---------- Record set
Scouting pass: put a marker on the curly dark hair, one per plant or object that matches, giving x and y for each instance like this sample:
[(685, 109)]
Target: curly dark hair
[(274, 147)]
--------------------
---------- Record set
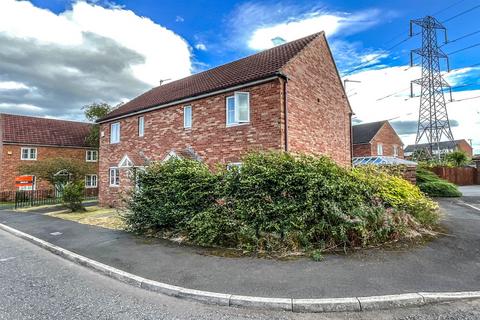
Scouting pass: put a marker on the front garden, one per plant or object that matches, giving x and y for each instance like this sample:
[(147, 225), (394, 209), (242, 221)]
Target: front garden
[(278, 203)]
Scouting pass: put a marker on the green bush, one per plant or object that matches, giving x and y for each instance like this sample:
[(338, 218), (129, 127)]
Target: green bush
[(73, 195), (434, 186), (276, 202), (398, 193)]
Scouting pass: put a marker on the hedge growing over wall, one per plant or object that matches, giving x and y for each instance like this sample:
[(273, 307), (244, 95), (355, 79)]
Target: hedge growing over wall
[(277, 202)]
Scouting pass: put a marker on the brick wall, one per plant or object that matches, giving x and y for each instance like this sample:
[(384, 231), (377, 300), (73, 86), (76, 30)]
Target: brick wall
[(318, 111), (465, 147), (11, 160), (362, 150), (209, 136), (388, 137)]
--------------------
---------- Record set
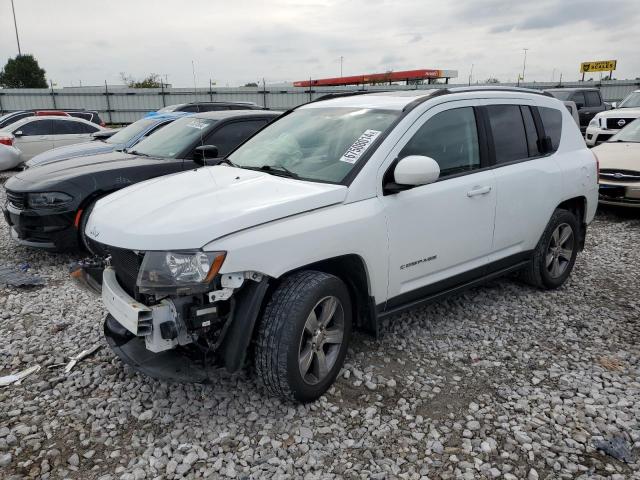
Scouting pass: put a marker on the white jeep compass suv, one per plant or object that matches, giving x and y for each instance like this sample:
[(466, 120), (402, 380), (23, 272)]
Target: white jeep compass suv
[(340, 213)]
--------------------
- **Problem to solve**: Rewrite the records starting at the line that has "Scouting pass: put a marker on the curly" and ending after the line that has "[(274, 147)]". Replace "curly dark hair" with "short blond hair", change nothing else, and return only those lines.

- **Task result**:
Scouting pass: put a marker on the short blond hair, one per plant or object that matches, giving x and y for each instance like this sample:
[(685, 109)]
Target: short blond hair
[(274, 147)]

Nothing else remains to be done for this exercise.